═══ Registros fornecidos ═══

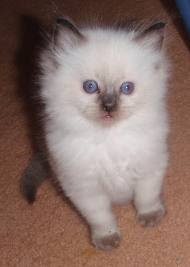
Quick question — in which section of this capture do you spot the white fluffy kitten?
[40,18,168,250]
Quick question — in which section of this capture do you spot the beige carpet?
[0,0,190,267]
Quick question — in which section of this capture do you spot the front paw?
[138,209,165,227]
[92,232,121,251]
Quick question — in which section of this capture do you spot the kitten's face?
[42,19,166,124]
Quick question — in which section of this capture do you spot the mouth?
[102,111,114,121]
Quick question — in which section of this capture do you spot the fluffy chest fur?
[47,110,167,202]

═══

Objetivo do exercício. Reproduza sem nenhuma alteração as linhas que vão da que contém "the kitten's face?" até a última linha acima, incluindo as duas.

Resultado.
Quick question — in which section of this capture do you spot the kitten's face?
[42,19,166,124]
Quick question — in which section of this capture do you spot the mouth?
[102,111,114,121]
Quick question — in which section of this capture do you spot the fluffy chest fur?
[47,110,167,202]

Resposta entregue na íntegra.